## SELECTED PASSAGE:
================
The indivisibility of art and culture in indigenous societies is embodied in the expression ‘art is culture made visible’ There is no exact equivalent for the Western term ‘art’ in any of the hundreds of Aboriginal languages studied. The closest equivalents are terms with the core meaning of ‘impression’, ‘mark’ or ‘track’, which refer primarily to traces left by the ancestral creator beings in forming the country — they are physical manifestations of the omnipresent ancestors indelibly printed upon the land, and its flora and fauna. It is these marks that have been recalled by artists, in dynamic visual and oral forms, and in song and ceremony, over millenia. In the present, ‘Indigenous art’ is also about the maintenance and affirmation of Aboriginality — an identity derived from continuing traditions that have their genesis in relationships to land and place.8

It would not be possible to present an exhaustive publication, such is the complex character of Aboriginal culture and the great variation in different parts of the country. Aboriginal Art and Culture is a scholarly publication and a great mine of information. Furthermore, it is an affirmative product of over 200 contributors including many indigenous artists and writers. The small number of colour illustrations display the aesthetic power and drama, the layers of history and meaning that can be found in both traditional art and contemporary art practice. Most importantly perhaps, in the light of the struggle these individual artists have endured, this book is a testament to the courage and hope of individuals who have proved that Aboriginal culture could not be utterly destroyed. Janet McKenzie

1. Kleinert, S and Neale, M. The Oxford Companion to Aboriginal Art and Culture. Oxford University Press, 2002; v.

2. Ibid, vi.

3. ‘Bringing Them Home’. The report of the National Inquiry into the Separation of Aboriginal and Torres Strait Islander Children from their Families, Human Rights and Equal Opportunity Commission, (President Ronal Wilson) Sydney, April 1997.

4. Ibid, 27—28.

5. Ibid, 30.

6. Smith, Bernard. Australian Painting, 1788—1970. Oxford University Press, Melbourne; 1971: 2.

7. Read, Peter. A Rape of the Soul So Profound. Allen and Unwin, Sydney; 1999: 169.

8. Kleinert and Neale, op cit. vi—vii.
================
## RAW DATA:

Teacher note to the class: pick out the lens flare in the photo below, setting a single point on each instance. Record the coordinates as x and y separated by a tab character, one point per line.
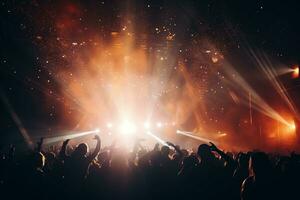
================
## PROBLEM REQUIREMENTS:
Please answer these questions about the passage on Aboriginal art:
(a) What core meanings do the closest Aboriginal-language equivalents of the Western term "art" carry?
(b) How many contributors produced Aboriginal Art and Culture?
(c) In what city and month was the "Bringing Them Home" report issued?

## ANSWER SECTION:
(a) 'Impression', 'mark' or 'track'.
(b) Over 200.
(c) Sydney, April 1997.